Soal Latihan A —
Menurut tulisan tentang liburan singkat di Cikini, mengapa penulis tidak mau naik bus saat long weekend? Jawab dalam satu atau dua kalimat.
Soal Latihan B —
Jawab pertanyaan berikut dari tulisan tentang liburan singkat di Cikini:
(i) Menurut anggapan banyak orang, apa cara terbaik menikmati Jakarta?
(ii) Berapa hari libur berturut-turut yang didapat penulis saat long weekend?
(iii) Apa yang terjadi dengan tiket kereta?
Soal Latihan C —
Lanjutkan tulisan tentang liburan singkat di Cikini mulai dari bagian terakhirnya.

Potongan Dokumen —

Wednesday, 26 April 2017

Liburan Singkat di Cikini

Cara terbaik menikmati Jakarta adalah dengan meninggalkannya sejenak. Begitu anggapan banyak orang yang mungkin separuh waktu hidupnya, bahkan lebih, dalam sehari habis di Jakarta. Seolah-olah, Jakarta memang sebaiknya cukup untuk memenuhi motif ekonomi saja. Kerja, Kerja, Kerja, dan Kerja. Demikian orang-orang berduyun rela menghabiskan jatah umur di macetnya jalan, dan tingginya tensi hidup di Jakarta. Ketika liburan, mereka muak dan lalu pergi jauh meninggalkan Jakarta.

Long weekend yang lalu, saya berpikir sebaliknya. Tidak dipungkiri memang lelah bekerja nyaris seminggu tanpa jeda. Begitu libur tiga hari berturut-turut, keinginan untuk refreshing tidak bisa dikompromikan lagi. Tapi melihat objek wisata yang seperti menjadi tujuan bedol desa orang-orang Jakarta, rasanya kok ya jadi enggan. Sudah begitu tiket kereta yang sudah habis dari jauh-jauh hari. Naik bus pasti baru sampai Bekasi sudah keburu stress dicegat macet. Ke Puncak? Ah, mendingan nemenin Sun Go Kong bertapa di Gunung Lima Jari.

Baris Tersedia —
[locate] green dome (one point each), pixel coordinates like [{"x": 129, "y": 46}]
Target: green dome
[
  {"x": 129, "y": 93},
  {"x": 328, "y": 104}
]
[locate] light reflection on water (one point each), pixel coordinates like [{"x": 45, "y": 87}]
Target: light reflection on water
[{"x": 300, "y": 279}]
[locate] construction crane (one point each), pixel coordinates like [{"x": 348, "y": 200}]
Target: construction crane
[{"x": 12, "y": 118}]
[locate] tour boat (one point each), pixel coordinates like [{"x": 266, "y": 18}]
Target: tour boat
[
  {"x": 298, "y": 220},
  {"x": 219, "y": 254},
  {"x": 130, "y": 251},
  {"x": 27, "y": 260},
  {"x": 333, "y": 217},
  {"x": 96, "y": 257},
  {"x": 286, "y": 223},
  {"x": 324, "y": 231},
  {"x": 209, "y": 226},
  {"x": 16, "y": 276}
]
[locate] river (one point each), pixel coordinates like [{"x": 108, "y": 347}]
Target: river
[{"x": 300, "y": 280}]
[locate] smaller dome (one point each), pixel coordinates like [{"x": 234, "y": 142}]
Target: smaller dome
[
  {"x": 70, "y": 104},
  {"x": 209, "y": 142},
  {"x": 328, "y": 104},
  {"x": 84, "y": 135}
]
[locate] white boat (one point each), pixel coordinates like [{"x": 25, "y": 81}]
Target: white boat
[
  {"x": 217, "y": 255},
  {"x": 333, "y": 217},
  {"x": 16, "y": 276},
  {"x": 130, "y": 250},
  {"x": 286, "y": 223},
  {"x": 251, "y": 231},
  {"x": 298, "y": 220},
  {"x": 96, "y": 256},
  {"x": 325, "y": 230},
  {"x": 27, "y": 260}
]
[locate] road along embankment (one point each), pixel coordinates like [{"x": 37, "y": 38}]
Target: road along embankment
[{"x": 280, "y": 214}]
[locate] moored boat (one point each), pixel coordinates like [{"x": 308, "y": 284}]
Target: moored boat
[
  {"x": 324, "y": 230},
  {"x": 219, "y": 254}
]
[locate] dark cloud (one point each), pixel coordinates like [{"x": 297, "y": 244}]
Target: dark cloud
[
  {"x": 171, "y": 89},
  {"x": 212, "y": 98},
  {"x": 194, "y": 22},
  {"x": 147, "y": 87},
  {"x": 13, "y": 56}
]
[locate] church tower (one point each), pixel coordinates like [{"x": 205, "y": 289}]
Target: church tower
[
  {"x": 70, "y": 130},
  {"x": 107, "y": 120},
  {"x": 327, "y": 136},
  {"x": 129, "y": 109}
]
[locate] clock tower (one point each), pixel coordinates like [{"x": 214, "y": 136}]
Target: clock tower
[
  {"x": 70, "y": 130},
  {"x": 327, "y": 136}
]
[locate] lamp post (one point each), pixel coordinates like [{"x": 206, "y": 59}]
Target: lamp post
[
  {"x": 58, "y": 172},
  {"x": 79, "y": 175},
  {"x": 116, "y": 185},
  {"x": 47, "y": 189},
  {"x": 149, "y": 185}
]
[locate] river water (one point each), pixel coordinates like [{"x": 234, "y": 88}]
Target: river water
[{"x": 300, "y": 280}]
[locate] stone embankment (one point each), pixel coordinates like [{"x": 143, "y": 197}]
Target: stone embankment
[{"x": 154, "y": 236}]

---

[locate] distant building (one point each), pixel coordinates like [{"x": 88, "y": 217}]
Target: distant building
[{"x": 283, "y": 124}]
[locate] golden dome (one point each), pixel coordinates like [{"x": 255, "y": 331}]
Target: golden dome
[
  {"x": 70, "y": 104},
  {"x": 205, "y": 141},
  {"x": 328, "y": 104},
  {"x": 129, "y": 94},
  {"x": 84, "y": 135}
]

Jawaban Soal A —
Penulis yakin bahwa naik bus akan membuatnya stres karena terjebak macet, bahkan sebelum sampai di Bekasi.

Jawaban Soal B —
(i) Meninggalkannya sejenak.
(ii) Tiga hari.
(iii) Tiket kereta sudah habis dari jauh-jauh hari.

Jawaban Soal C —
Jadi saya memutuskan untuk melakukan liburan singkat di Jakarta saja. Kayaknya asyik menikmati Jakarta dengan suasana sepi dan pressure yang kendor. Tipe liburan city tour memang menjadi favorit saya walaupun singkat. Akhirnya saya memilih untuk menikmati Jakarta bagian pusat. Tepatnya di Cikini. Ada beberapa alasan mengapa saya akhirnya memutuskan untuk melakukan liburan singkat di Cikini. Cikini ini merupakan kawasan yang baik di Jakarta untuk bermain dan belajar. Wilayahnya yang tidak terlalu luas dan ada di pusat Jakarta menjadikan Cikini tujuan yang pas untuk liburan singkat. Ini nih yang membuat Cikini asyik untuk liburan:

1. KULINER
  • Kita bisa memulai liburan singkat di Cikini dengan sarapan bubur ayam Burcik HR Suleman. Buburnya spesial. Bukan spesial karena makannya bersamamu semata. Yang tidak ditemukan di penjaja bubur sejenis lainnya adalah, ceplokan telur ayam kampung mentah yang ditimbun di dalam buburnya. Hmmm, ketika dimakan ada rasa dan tekstur telur setengah matang. Kawan saya memesan bubur ini tanpa telur karena khawatir berbau amis. Jangan khawatir, telurnya ada di bagian bawah bubur yang masih sangat panas, jadi telurnya tidak mentah sepenuhnya. Kuning telurnya yang lumer memberikan rasa gurih tanpa harus ada tambahan macam-macam bumbu atau toping. Seporsi harganya 20 ribu Rupiah. 
Nih display gerobak di depan tokonya

Gurih, gurih, enyoy...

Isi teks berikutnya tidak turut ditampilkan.